Dataset rows -
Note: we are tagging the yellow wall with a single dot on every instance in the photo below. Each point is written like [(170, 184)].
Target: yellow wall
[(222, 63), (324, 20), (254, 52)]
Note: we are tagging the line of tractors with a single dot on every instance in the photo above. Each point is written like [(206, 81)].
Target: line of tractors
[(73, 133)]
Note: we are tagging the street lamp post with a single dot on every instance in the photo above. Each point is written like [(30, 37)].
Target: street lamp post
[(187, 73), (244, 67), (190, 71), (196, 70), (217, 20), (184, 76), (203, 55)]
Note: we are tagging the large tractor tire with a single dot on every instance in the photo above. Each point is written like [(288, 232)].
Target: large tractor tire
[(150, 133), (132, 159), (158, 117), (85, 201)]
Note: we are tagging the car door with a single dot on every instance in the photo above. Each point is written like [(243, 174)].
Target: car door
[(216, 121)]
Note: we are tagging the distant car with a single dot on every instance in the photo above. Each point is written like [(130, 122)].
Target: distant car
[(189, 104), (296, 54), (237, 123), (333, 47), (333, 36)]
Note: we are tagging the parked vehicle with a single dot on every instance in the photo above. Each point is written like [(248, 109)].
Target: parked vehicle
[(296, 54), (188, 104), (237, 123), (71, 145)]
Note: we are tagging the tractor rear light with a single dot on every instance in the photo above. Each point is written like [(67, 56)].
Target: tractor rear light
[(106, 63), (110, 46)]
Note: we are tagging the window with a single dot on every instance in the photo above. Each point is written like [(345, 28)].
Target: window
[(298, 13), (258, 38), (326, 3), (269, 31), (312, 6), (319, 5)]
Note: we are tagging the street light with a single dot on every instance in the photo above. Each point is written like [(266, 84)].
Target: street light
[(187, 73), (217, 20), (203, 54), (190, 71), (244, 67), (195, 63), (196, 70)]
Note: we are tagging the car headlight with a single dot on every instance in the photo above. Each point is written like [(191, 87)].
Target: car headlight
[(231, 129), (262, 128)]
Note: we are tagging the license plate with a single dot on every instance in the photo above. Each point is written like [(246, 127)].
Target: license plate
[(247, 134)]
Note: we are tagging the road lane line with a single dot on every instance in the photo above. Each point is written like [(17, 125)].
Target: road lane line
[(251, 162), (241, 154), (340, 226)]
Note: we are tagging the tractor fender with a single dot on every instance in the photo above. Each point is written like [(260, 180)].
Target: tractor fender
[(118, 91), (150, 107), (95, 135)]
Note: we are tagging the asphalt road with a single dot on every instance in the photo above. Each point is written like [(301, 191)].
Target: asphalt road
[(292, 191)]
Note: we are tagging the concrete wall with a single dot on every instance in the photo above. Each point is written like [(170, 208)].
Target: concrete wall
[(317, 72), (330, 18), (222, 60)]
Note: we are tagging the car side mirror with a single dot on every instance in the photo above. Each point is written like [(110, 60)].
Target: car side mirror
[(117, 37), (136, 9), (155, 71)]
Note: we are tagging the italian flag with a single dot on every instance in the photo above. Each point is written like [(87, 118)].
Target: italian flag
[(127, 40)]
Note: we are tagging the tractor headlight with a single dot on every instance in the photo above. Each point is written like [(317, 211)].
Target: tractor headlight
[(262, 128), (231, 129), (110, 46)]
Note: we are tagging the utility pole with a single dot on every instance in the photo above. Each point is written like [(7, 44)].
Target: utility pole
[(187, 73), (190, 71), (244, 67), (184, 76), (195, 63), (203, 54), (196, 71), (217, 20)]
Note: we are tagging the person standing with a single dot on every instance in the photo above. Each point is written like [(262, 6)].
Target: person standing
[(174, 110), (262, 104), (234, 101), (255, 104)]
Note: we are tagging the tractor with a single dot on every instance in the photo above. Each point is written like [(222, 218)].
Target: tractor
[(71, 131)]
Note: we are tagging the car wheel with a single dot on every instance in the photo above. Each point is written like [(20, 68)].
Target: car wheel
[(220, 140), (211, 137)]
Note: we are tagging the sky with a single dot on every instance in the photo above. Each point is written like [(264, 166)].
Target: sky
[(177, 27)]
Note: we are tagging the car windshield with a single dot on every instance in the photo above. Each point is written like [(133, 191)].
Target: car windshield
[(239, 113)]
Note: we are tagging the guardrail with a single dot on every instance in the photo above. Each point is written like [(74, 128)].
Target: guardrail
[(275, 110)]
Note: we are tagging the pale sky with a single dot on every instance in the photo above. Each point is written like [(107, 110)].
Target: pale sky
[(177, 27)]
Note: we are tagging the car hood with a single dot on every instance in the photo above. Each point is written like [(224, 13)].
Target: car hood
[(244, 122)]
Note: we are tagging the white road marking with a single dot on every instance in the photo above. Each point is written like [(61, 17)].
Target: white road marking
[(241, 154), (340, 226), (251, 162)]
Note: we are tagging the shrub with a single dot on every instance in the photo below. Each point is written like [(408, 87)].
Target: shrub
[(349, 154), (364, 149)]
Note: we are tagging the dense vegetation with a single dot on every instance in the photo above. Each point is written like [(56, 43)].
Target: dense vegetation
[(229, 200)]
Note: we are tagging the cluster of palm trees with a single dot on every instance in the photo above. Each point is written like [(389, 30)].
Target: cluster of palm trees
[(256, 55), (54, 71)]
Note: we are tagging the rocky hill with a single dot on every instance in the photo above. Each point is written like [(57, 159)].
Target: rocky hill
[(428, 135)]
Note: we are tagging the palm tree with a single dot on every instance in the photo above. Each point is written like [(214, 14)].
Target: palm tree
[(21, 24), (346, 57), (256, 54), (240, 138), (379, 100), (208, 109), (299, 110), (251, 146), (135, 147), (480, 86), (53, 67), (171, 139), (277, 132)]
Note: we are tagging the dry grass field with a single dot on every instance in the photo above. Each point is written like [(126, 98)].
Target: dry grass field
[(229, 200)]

Problem to solve - Locate "Note: we are tagging the dense" in the data above. Then repeat, exactly, its line and each line after it through the last, adding nothing.

Answer to the task -
Note: we are tagging the dense vegetation with a single dot on every instance in the photo above. Each point is written like [(56, 43)].
Target: dense vegetation
[(229, 200)]
Note: we are tagging the cluster of palm trees with a single dot on every instance in the photo above. Each point is written like [(389, 30)].
Target: cluster of palm trees
[(256, 55), (54, 71)]
Note: we are tagging the rocky hill with a single dot on every instance in the photo above. Each point is written like [(57, 159)].
Target: rocky hill
[(428, 135)]
Note: we are tagging the palm tree with a single dot on every instance in the photo above. Each point is written like [(214, 14)].
Target: palm tree
[(21, 24), (346, 57), (256, 54), (240, 138), (379, 100), (208, 109), (299, 110), (251, 146), (135, 147), (480, 86), (53, 67), (171, 139), (277, 132)]
Note: we are tagging the dry grass field with a single dot on every instance in the photo above. Each point is written like [(126, 98)].
Target: dry grass field
[(229, 200)]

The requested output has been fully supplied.